▸ **TEXT BLOCK**:
Why Kill Skripal’?

Today Vzglyad’ ru, the most hawkish periodical in Russia, has appeared with a piece on the Skripal’ affair written in an informed and cynical manner by someone who appears to know a thing or two about Russia’s secret intelligence agencies; from the inside, perhaps? Welcome to the 1990s, it suggests, when Russian intelligence officers could apparently be found at bargain basement prices and Skripal’ among them.

Almost the entire Russian press waxes indignant that the British Prime Minister should lay the blame for the attempted assassination of Skripal’ at the door of the Kremlin.

All of this raises some serious questions.

First of all, as Russians always argue, who could benefit from the murder of a former GRU officer who betrayed his country? The primary issue in such a case is always motive. Surely only Russia has motive. The rules were recently changed so that, as in the time of Stalin and Khrushchev, traitors could expect to be executed, in today’s world by the FSB, wherever they found asylum.

▸ **TASK STATEMENT**: Repeat the portion of the Skripal’ text from "First of all, as" to "they found asylum.".

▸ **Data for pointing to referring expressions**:
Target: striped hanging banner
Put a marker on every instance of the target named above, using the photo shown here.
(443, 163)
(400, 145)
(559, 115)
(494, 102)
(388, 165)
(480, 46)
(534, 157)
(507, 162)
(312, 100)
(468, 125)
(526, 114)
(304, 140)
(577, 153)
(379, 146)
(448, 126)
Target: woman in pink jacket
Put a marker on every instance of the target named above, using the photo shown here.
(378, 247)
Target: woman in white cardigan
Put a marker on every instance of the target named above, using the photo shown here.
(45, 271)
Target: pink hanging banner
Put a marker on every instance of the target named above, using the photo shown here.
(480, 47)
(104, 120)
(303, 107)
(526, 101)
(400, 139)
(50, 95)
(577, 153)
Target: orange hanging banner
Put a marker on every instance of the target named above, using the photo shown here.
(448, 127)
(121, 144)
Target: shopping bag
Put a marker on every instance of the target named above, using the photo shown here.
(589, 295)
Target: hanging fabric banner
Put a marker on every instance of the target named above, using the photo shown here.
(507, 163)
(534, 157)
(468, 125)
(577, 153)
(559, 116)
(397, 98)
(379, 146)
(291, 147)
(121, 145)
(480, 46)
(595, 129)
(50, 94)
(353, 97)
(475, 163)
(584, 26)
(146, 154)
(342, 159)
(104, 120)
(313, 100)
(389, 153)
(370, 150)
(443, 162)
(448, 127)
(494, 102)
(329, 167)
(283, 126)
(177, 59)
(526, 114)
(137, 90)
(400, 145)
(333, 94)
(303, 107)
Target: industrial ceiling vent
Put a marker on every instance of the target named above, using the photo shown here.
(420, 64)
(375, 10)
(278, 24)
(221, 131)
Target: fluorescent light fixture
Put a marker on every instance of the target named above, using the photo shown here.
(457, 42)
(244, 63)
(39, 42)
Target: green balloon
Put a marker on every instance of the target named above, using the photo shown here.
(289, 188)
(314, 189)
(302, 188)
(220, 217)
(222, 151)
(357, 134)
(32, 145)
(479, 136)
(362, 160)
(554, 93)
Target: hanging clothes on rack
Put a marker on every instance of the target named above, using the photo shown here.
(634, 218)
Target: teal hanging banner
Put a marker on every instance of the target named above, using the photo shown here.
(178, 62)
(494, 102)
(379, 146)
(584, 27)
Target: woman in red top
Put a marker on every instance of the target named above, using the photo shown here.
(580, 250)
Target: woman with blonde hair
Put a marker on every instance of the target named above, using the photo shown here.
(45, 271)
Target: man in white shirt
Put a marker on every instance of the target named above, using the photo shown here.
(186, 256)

▸ **SOLUTION FOR THIS EXERCISE**:
First of all, as Russians always argue, who could benefit from the murder of a former GRU officer who betrayed his country? The primary issue in such a case is always motive. Surely only Russia has motive. The rules were recently changed so that, as in the time of Stalin and Khrushchev, traitors could expect to be executed, in today’s world by the FSB, wherever they found asylum.